Taniguchi and the Definition of Manga

by Ed Sizemore

Hang around Twitter or manga discussion forums long enough, and you’ll see the debate about how to ‘properly’ define manga pop up. Usually this happens when a work by a non-Japanese creator (such as Svetlana Chmakova, Felipe Smith, or Adam Arnold) gets labeled as manga. However, Jiro Taniguchi provides us with a challenge to the definition of manga from the Japanese side. Is it still manga when a Japanese artist intentionally seeks to emulate Western comics?

Icaro cover

by Moebius and Jiro Taniguchi

It’s no secret that Taniguchi modeled his own art style after Jean Giraud, better known in American as Moebius. In fact, one common comment you’ll see in reviews of Taniguchi’s books is how un-manga-like his art is. It’s not just that Taniguchi doesn’t use the stereotypical ‘big eyes, little mouth’ style people associate with manga. He also doesn’t use most of the visual shortcuts we see in manga, like the infamous large sweatdrops, nosebleeds, and snot bubbles. On a deeper level, Taniguchi tends to stay away from elaborate or innovate page constructions. He sticks mostly to a simple grid format commonly used by Western comic creators. So is Taniguchi’s work really manga?

Before we try to answer that question, let’s look at another manga creator with international connections, Kia Asamiya. He’s an accomplished manga artist that did a story called Batman: Child of Dreams. This was a DC-sanctioned comic serialized in Kodansha’s Magazine Z in Japan. DC liked it enough that they translated it and published here in America as a graphic novel. Now is this Batman story manga? DC Comics certainly thinks so. The promotional literature says, “Batman gets the manga treatment!”

But DC isn’t the only American comic company Kia Asamiya has worked for. He has also done work for Marvel. His credits include Thor: Gods on Earth, Killraven Premiere, and Avengers: World Trust. So are these books manga? I suspect both comics and manga fans would say no. Certainly, Marvel isn’t touting them as manga. So why is Asamiya’s Batman book manga and his work for Marvel not?

Let me suggest this definition for manga: comics first published in Japan by a Japanese creator. It seems to solve our Asamiya dilemma and get at the heart of what most manga readers find essential to manga.

Of course, there is the little matter of Peepo Choo. Creator Felipe Smith is an American living in Japan. Peepo Choo was written for and serialized in the manga magazine Morning Two. So it definitely meets half the requirements. Should we consider Felipe Smith a Japanese creator? Not yet.

Let me unpack what I mean by “Japanese creator”. I don’t mean simply someone born in Japan or of Japanese descent. If George Takei (best know as Star Trek’s Sulu) was to begin publishing comics in Japan, I wouldn’t consider them manga either. “Japanese creator” means someone who is part of the manga tradition in Japan. I do mean “tradition” and not style.

The mistake some people make in trying to define manga is thinking that it’s a specific art style. However, you don’t have to look far to see how absurd that idea is. Just look within the pages of the most popular manga magazine, Shonen Jump. Compare the art of Bakuman, Hunter x Hunter, Kochikame, and One Piece. You have art ranging from very detailed and realistic to simple and highly exaggerated. You won’t mistake one series for another. Yet, all these are manga.

### Data entries
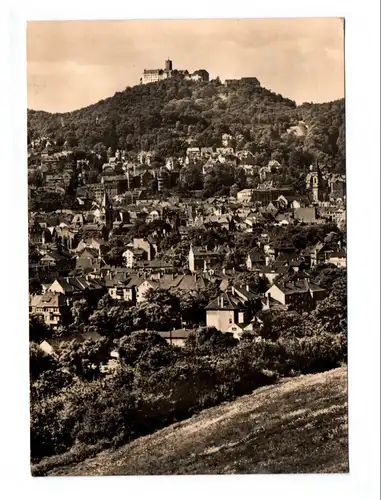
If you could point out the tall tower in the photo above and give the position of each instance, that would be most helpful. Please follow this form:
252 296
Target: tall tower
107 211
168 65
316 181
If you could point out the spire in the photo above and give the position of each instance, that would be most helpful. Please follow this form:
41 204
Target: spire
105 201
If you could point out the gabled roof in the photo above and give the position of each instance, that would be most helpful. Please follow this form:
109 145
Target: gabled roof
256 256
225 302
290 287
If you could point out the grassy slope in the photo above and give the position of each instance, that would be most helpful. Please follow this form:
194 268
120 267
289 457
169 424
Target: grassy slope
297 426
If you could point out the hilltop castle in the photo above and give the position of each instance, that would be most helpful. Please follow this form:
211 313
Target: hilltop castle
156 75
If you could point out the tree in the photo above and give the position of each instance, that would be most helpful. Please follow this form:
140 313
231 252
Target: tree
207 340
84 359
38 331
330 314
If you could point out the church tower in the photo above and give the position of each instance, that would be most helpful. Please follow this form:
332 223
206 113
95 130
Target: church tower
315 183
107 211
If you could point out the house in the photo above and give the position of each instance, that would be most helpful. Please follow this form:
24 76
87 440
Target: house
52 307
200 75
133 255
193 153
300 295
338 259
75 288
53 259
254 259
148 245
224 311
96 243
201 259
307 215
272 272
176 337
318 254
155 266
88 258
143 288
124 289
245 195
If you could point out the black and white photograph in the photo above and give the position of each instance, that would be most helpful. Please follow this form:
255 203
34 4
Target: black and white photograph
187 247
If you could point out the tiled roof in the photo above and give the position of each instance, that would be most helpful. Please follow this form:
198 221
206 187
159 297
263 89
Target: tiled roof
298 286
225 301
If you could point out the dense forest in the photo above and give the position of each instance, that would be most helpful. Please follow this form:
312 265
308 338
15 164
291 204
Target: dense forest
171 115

...

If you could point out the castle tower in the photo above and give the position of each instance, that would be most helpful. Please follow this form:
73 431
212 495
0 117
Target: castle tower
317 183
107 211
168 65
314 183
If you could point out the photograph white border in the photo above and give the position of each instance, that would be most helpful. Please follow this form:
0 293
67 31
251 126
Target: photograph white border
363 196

### Required tasks
1. Please output the part of the manga essay from "Let me suggest" up to and including "and not style.".
2. Answer these questions using the manga essay:
(a) In which magazine was Batman: Child of Dreams serialized in Japan?
(b) In which manga magazine was Peepo Choo serialized?
(c) Which Star Trek character is George Takei best known as?
3. List every series from Shonen Jump whose art the manga essay compares.
The rows are separate material and have no connection to the manga essay.

### Correct answers
1.
Let me suggest this definition for manga: comics first published in Japan by a Japanese creator. It seems to solve our Asamiya dilemma and get at the heart of what most manga readers find essential to manga.

Of course, there is the little matter of Peepo Choo. Creator Felipe Smith is an American living in Japan. Peepo Choo was written for and serialized in the manga magazine Morning Two. So it definitely meets half the requirements. Should we consider Felipe Smith a Japanese creator? Not yet.

Let me unpack what I mean by “Japanese creator”. I don’t mean simply someone born in Japan or of Japanese descent. If George Takei (best know as Star Trek’s Sulu) was to begin publishing comics in Japan, I wouldn’t consider them manga either. “Japanese creator” means someone who is part of the manga tradition in Japan. I do mean “tradition” and not style.

2.
(a) Kodansha's Magazine Z
(b) Morning Two
(c) Sulu

3.
Bakuman
Hunter x Hunter
Kochikame
One Piece